(Object point labels)
______________________________

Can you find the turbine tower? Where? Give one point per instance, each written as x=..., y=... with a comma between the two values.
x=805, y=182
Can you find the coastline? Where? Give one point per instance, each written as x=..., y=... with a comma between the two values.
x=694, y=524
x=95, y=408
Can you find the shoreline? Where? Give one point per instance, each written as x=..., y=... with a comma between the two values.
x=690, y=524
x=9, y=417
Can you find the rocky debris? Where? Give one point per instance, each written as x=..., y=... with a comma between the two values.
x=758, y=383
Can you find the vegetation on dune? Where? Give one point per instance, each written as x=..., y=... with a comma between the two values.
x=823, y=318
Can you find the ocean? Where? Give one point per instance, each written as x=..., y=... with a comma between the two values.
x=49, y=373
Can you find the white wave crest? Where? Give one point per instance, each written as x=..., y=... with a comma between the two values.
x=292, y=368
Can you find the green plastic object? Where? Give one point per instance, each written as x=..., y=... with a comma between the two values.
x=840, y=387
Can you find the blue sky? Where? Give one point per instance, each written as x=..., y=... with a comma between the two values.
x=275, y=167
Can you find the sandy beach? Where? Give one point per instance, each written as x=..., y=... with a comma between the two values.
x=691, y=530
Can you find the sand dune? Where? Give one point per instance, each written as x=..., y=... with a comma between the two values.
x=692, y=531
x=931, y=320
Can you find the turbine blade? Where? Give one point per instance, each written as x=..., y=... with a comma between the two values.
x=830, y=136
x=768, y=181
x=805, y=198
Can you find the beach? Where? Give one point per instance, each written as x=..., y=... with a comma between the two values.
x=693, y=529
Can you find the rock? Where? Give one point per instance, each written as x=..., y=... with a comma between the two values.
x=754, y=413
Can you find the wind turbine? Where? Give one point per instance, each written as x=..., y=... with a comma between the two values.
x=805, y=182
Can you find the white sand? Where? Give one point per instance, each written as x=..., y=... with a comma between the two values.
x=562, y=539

______________________________

What is needed
Arrange the listing above as a two-column CSV with the header entry_text,coordinates and one row for each entry. Enclose every value in double quotes and replace any line breaks inside a value with spaces.

Problem solution
entry_text,coordinates
"Can you find the turbine tower? Where? Give one point per instance, each written as x=..., y=... with a comma between the two values.","x=805, y=182"
"Can you find the coastline? Where? Give one point per instance, each written as x=..., y=... with a comma between the two values.","x=694, y=524 x=95, y=408"
"Can you find the shoreline? Where? Give one point per instance, each written as x=..., y=... with a comma between the two values.","x=690, y=524 x=9, y=417"
"Can you find the rocky debris? Where? Give one point per instance, each written as x=..., y=... with a comma between the two values.","x=758, y=383"
"Can you find the vegetation on dune? Where? Give one point per instance, each written as x=..., y=... with a comma between the two values.","x=823, y=318"
"Can you find the ocean? Where? Give one point per instance, each written as x=..., y=... with a comma between the two values.","x=49, y=373"
"Can you find the white wave crest? Where? Give one point per instance, each written as x=..., y=... with a comma between the two values.","x=292, y=368"
"Can you find the green plastic object? Where? Give one point per instance, each written as x=..., y=... with a comma between the two values.","x=840, y=387"
"Can you find the blue sky? Where? Give one point per instance, each written as x=..., y=... with a comma between the two values.","x=275, y=167"
"Can you find the sandy beach? Where? Give one point per instance, each written as x=..., y=... with a comma between the two values.","x=691, y=530"
"Can you find the sand dune? Where? Give one point per instance, each written as x=..., y=... with a comma between the two values.","x=692, y=531 x=931, y=320"
"Can you find the turbine blade? Where? Give one point per instance, each written as x=..., y=... with a comma between the two values.","x=830, y=136 x=768, y=181 x=805, y=198"
"Can you find the beach? Where? Give one point per instance, each written as x=..., y=... with a comma between the two values.","x=693, y=529"
"Can you find the rock? Where? Give one point per instance, each written as x=..., y=... with a comma between the two values.","x=754, y=413"
"Can you find the wind turbine? Where? Give one point per instance, each written as x=..., y=... with a comma between the two values.","x=805, y=182"
"Can you find the white sand? Where? Give one point per instance, each written as x=..., y=... with a comma between the two values.","x=562, y=539"